Mirassol
- Full name: Mirassol Futebol Clube
- Nickname: Leão da Alta Araraquarense (Araraquense Highway Lion)
- Founded: 9 November 1925; 100 years ago
- Ground: José Maria de Campos Maia
- Capacity: 14,534
- President: Edson Ermenegildo
- Head coach: Rafael Guanaes
- League: Campeonato Brasileiro Série A Campeonato Paulista
- 2025 2025: Série A, 4th of 20 Paulista, 8th of 16
- Website: www.mirassolfc.com.br
| Home colors | Away colors | Third colors |

= Mirassol Futebol Clube =

Brazilian association football club based in Mirassol, São Paulo, Brazil

Mirassol Futebol Clube (/pt-BR/) is a Brazilian professional club based in Mirassol, São Paulo founded on 9 November 1925. It competes in the Campeonato Brasileiro Série A, the top flight of Brazilian football, as well as in the Campeonato Paulista, the top flight of the São Paulo state football league.

Mirassol won the 2020 Campeonato Brasileiro Série D and the 2022 Campeonato Brasileiro Série C, and was runner-up of the 2024 Campeonato Brasileiro Série B.

== History ==
Founded on 9 November 1925 as Mirassol Esporte Clube, the club only played amateur tournaments until 1951, when they played in the year's Campeonato Paulista Segunda Divisão. Back to an amateur status in the following year, the club only returned to a competition in 1960, playing in the Campeonato Paulista Terceira Divisão (the fourth tier) and achieving immediate promotion.

After managing to avoid relegation in the 1961 Campeonato Paulista Segunda Divisão (now the third tier), Mirassol became rivals of newly-founded Grêmio Recreação Esporte Cultura Mirassol during the 1962 and 1963 seasons, when both sides were in the same division. Both clubs merged in 1964, with the new club being named Mirassol Atlético Clube. The new club also changed colors, wearing white and blue kits.

In 1981, after the associates of GREC grew distant from the project, the merger was undone, with Mirassol regaining their yellow and green colors and becoming Mirassol Futebol Clube. The club then returned to the third division of the Paulistão, achieving promotion to the second tier in 1985. In 1994, with the restructuring of the divisions, the club was assigned to the Campeonato Paulista Série A3.
⁂
◆ Written instruction A
Repeat the passage of the Mirassol article starting with "Mirassol Futebol Clube (/pt-BR/)" and going on through "state football league.".
◆ Written instruction B
Render this sentence from the Mirassol article in Spanish: "Both clubs merged in 1964, with the new club being named Mirassol Atlético Clube."
◆ Written instruction C
Write the next part of the Mirassol article, picking up after its final sentence.
The material after this point comes from a separate source.

◆ Dataset content
⁂
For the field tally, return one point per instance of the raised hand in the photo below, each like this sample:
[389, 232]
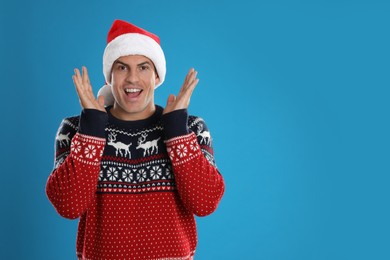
⁂
◆ Response A
Mirassol Futebol Clube (/pt-BR/) is a Brazilian professional club based in Mirassol, São Paulo founded on 9 November 1925. It competes in the Campeonato Brasileiro Série A, the top flight of Brazilian football, as well as in the Campeonato Paulista, the top flight of the São Paulo state football league.

◆ Response B
Ambos clubes se fusionaron en 1964, y el nuevo club recibió el nombre de Mirassol Atlético Clube.

◆ Response C
In 1997, Mirassol won the Série A3, beating União Barbarense, Olímpia, and São Caetano in the final four group stage. Relegated in 2003, the club returned to the second tier in the following year.

In 2007, the club finished in second in its group in the Campeonato Paulista Série A2 semifinal stage, thus being promoted for the first time in club's history to Campeonato Paulista. After finishing eighth in the 2008 Campeonato Paulista, the club qualified to the 2008 Série C, their first-ever national competition.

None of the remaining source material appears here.